§ ARBEITSAUFTRAG 1
Prüfen Sie, ob die folgenden Aussagen mit dem Textauszug übereinstimmen, und belegen Sie jede Antwort (ja oder nein) mit den entscheidenden Worten des Textauszugs im genauen Wortlaut. (a) Die Abendzeitung München nannte die Frauenfigur ein "photogenes Figürchen". (b) Die Welt bezeichnete den Film als "munteres Allotrion". (c) Die Porträtproduktion in Spils' Film nimmt wie der Narziss-Mythos einen tragischen Verlauf.
§ ARBEITSAUFTRAG 2
Erklären Sie mit dem Grund, den der Textauszug selbst nennt, warum Spils' Selbstporträt mit dem Narziss-Mythos assoziiert wird.
§ ARBEITSAUFTRAG 3
Was hatte Roland Barthes laut dem Textauszug für die Musikkritik festgestellt?

§ TEXTAUSZUG
╭──

Die zeitgenössischen Kritiken attestieren dem Film ein narzisstisches Spiel mit hübschen Schauwerten: Sie beschreiben die Frauenfigur als "kapriziöse Dame" (National-Zeitung Basel), als "photogenes Figürchen" (Abendzeitung München), als "keck und in sich selbst verliebt" (Bayern-Kurier), als ein "um sich selbst kreisendes Schmalbeinmädchen" (Die Welt), als "intelligentes, selbstherrliches und originelles Narzißchen" (Spandauer Volksblatt), als "pfiffiges, dunkelstimmiges Mädchen im Minirock" (Abendzeitung München). Den Film selbst bezeichnen die Kritiken als "munteres Allotrion" (National-Zeitung Basel), als "kecken Versuch in Pop Art" (National-Zeitung Basel) und "autobiographisch getöntes, buntes, flottes, etwas kokettes, etwas niedliches Selbstporträt" (Abendzeitung München).



Abgesehen von der Historizität archivstaubiger Adjektive ist deren inflationärer Gebrauch auffallend. Roland Barthes hatte einmal für die Musikkritik festgestellt, dass das Werk in die ärmste linguistische Kategorie, das unvermeidliche Adjektiv übersetzt wird: Nicht nur Musik erhält mit Vorliebe ein Attribut. Frau und Film werden durch Adjektivakkumulationen be- und verurteilt: Die Frau wird durch den Gebrauch diverser Diminutive verharmlosend verniedlicht, der Film als "ein Versuch" marginalisiert. Als ein moralischer Fingerzeig gegen die Eitelkeit der Selbstliebe wird Spils' Selbstporträt mit dem Narziss-Mythos assoziiert. Im Gegensatz zu dessen tragischem Verlauf wird die Porträtproduktion in Spils' Film von heiterem Einfallsreichtum durchkreuzt. Die Künstlerin erprobt unterschiedliche Techniken, Materialien und Hilfsmittel zur Erstellung des eigenen Porträts: von expressiven Pinselbewegungen über gymnastische Übungen bis hin zu inspirierendem Konsum von Alkohol und Abbildungen.

╰──

§ DATENAUSZÜGE
╭──

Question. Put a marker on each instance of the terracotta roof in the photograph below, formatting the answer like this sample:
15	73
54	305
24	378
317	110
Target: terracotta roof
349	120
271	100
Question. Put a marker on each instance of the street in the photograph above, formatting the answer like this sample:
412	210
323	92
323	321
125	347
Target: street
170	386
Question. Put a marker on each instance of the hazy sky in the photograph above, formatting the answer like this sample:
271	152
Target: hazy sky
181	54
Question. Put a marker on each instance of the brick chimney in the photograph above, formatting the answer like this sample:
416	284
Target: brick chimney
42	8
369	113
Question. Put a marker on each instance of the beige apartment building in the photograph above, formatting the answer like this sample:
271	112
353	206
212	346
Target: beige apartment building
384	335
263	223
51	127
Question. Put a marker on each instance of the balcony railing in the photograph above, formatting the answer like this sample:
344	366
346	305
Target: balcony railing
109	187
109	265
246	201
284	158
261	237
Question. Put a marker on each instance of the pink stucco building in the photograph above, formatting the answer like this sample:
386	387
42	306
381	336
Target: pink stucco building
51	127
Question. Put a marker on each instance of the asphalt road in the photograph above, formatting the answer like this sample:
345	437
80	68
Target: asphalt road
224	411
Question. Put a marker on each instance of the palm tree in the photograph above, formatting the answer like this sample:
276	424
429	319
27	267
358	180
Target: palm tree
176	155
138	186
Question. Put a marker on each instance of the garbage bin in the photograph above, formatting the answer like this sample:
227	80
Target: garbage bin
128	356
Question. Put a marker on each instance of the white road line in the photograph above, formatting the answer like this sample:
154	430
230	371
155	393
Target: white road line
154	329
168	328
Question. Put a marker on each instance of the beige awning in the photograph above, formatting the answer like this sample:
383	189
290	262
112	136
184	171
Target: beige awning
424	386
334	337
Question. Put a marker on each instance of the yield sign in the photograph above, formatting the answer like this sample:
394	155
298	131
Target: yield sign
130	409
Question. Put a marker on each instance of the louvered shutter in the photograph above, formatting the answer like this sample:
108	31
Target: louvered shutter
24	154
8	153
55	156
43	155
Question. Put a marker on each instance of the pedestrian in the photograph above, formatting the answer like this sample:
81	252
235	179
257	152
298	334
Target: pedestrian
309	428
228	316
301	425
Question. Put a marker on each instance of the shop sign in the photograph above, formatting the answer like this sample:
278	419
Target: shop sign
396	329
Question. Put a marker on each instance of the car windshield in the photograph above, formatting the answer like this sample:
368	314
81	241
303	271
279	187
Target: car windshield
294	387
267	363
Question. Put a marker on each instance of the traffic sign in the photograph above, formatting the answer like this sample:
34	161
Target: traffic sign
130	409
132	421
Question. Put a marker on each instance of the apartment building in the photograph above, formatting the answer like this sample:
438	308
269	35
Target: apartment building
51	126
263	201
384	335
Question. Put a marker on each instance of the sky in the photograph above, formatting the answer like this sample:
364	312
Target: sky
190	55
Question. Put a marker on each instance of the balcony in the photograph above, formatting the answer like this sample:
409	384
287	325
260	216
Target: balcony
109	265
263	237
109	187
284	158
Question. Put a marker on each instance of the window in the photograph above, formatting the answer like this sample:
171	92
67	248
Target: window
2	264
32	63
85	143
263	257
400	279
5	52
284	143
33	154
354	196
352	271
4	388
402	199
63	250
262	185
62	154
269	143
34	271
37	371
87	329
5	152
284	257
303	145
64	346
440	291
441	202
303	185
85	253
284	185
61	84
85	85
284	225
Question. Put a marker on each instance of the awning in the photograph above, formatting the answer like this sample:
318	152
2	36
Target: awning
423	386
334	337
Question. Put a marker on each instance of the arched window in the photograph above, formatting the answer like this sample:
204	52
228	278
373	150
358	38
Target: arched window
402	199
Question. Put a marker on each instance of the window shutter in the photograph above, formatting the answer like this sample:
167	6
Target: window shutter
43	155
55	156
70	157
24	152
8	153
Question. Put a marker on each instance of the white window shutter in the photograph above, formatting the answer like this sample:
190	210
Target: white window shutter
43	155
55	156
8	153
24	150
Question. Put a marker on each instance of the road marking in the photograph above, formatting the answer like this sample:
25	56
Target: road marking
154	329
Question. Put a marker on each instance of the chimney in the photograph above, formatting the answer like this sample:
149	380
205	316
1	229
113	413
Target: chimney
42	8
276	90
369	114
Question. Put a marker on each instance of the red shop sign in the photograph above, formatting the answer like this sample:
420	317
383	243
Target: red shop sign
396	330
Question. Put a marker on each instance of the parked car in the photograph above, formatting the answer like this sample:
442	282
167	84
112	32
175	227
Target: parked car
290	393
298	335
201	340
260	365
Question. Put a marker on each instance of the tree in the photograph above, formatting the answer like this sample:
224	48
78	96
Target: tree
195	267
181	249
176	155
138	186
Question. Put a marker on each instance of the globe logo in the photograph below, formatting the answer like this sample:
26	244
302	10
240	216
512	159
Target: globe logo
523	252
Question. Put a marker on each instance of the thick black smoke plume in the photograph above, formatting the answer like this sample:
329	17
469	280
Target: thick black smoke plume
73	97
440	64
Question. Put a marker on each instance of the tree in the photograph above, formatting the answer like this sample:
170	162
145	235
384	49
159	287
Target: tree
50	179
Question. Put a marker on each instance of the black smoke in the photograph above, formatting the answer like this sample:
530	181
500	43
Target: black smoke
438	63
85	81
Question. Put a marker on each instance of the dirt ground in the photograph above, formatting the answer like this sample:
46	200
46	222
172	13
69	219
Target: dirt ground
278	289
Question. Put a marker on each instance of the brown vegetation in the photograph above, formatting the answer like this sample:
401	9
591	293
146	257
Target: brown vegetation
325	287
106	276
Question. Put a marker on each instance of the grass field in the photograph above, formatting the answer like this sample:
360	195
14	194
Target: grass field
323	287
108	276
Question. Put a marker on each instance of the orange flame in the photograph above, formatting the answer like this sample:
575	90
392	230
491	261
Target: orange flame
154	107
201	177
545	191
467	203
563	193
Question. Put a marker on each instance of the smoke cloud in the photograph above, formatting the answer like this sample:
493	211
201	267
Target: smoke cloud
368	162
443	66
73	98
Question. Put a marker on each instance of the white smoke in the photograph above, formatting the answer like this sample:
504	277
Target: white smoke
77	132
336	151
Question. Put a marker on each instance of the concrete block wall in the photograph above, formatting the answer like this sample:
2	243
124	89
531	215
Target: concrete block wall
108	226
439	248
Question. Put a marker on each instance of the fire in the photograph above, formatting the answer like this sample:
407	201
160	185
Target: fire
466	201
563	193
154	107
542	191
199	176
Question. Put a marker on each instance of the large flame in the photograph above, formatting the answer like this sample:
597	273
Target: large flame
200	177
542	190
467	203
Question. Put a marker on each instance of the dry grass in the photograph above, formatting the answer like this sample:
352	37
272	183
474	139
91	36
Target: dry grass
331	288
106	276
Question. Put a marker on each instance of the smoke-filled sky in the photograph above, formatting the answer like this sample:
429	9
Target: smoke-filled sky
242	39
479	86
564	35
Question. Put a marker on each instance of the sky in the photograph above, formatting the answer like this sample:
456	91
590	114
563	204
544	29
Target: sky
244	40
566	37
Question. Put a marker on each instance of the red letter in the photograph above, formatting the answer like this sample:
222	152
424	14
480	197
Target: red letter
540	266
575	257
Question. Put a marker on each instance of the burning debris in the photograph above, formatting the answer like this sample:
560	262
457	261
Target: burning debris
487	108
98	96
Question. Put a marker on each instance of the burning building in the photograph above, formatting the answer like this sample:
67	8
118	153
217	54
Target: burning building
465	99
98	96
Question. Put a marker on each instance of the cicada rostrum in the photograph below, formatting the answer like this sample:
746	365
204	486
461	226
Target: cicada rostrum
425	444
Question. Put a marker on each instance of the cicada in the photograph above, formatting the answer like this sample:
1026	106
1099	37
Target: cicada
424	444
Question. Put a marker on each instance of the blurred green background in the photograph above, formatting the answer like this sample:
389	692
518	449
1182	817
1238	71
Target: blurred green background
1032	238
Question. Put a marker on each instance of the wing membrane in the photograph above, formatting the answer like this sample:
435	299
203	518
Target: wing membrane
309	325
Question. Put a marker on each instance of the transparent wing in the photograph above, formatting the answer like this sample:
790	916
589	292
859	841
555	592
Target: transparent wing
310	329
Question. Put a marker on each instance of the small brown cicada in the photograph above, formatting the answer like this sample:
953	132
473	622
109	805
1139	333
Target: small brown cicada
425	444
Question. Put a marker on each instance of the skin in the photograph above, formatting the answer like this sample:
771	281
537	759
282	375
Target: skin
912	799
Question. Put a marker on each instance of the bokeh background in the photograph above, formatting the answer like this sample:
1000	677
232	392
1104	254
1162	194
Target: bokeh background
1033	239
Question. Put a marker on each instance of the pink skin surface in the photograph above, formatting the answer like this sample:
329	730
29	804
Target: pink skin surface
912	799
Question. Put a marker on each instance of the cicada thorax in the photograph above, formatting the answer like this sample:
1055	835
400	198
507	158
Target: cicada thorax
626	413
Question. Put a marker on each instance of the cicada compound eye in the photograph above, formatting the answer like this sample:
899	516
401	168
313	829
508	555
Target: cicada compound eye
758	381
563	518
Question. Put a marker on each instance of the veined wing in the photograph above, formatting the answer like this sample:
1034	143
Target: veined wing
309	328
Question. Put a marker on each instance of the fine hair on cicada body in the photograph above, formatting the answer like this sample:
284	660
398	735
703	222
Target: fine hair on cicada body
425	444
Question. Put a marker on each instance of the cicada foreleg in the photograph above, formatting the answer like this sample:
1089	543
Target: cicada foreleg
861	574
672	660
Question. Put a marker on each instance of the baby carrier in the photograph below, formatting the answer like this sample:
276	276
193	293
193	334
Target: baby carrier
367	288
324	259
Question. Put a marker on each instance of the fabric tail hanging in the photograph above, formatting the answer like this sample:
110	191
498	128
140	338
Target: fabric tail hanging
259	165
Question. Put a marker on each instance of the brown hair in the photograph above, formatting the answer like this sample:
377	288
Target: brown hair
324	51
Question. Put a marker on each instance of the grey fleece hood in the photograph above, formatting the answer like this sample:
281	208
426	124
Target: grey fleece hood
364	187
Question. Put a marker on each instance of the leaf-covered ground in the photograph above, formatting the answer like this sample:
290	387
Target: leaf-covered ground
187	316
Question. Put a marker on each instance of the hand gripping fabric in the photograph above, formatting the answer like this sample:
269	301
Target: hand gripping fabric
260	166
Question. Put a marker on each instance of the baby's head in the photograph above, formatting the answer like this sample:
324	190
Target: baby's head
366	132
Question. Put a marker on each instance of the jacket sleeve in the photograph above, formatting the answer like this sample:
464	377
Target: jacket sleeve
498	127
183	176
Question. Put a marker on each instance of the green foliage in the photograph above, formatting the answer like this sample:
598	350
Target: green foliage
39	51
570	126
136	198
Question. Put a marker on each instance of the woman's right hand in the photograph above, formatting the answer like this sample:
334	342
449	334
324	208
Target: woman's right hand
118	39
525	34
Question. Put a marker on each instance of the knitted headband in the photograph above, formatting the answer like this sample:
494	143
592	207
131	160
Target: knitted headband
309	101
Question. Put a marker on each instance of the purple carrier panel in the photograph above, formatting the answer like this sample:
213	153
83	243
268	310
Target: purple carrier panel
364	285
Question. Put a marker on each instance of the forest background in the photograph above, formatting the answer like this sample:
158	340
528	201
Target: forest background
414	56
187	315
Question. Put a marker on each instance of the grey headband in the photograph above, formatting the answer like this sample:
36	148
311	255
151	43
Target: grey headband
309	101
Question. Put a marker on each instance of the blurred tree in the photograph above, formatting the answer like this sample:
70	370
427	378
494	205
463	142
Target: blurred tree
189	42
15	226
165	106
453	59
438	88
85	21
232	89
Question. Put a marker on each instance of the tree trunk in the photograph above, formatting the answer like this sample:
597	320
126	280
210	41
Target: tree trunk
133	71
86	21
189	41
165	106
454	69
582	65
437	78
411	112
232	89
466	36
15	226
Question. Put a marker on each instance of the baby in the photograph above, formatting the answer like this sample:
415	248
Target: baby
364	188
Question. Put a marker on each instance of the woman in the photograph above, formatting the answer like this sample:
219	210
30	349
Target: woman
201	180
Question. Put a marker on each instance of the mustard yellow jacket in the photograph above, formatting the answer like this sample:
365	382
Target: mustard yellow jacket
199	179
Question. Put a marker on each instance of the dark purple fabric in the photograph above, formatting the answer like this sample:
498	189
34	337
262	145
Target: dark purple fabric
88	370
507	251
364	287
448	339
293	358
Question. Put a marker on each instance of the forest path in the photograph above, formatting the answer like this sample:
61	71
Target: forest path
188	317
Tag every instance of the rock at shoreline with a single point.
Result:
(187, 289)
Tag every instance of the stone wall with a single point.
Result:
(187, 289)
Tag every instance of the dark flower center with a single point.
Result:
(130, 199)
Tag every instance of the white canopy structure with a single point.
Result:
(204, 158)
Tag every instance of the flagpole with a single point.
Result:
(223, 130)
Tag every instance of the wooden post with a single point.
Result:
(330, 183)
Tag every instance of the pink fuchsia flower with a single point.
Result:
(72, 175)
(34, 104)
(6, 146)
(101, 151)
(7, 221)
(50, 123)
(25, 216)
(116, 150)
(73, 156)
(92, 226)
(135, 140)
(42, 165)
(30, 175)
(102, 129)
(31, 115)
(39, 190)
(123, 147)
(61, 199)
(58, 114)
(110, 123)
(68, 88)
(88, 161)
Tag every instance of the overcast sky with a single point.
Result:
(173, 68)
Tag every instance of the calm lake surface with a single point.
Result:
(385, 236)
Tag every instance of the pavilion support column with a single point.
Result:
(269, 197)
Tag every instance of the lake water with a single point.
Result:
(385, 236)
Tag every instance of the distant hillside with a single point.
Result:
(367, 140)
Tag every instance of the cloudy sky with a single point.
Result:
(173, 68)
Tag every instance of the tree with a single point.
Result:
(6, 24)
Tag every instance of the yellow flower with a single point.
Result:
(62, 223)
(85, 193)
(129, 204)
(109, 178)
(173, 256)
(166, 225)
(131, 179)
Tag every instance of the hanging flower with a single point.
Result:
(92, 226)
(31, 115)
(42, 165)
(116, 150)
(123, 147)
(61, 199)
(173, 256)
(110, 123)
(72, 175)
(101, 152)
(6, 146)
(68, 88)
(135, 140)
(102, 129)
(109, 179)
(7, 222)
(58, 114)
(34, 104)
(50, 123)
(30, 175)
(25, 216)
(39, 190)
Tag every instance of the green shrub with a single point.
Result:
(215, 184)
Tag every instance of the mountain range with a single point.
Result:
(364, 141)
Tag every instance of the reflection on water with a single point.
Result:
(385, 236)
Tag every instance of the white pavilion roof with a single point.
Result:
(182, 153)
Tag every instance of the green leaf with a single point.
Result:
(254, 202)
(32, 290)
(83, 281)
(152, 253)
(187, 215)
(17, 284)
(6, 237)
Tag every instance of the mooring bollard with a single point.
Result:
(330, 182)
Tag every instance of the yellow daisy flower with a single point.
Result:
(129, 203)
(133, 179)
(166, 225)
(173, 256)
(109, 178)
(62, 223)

╰──

§ ANTWORT 1
(a) Ja: „als "photogenes Figürchen" (Abendzeitung München)"
(b) Nein: „als "munteres Allotrion" (National-Zeitung Basel)"
(c) Nein: „Im Gegensatz zu dessen tragischem Verlauf wird die Porträtproduktion in Spils' Film von heiterem Einfallsreichtum durchkreuzt."

§ ANTWORT 2
Die Assoziation mit dem Narziss-Mythos dient als moralischer Fingerzeig gegen die Eitelkeit der Selbstliebe.

§ ANTWORT 3
Er hatte festgestellt, dass das Werk in die ärmste linguistische Kategorie übersetzt wird, nämlich in das unvermeidliche Adjektiv.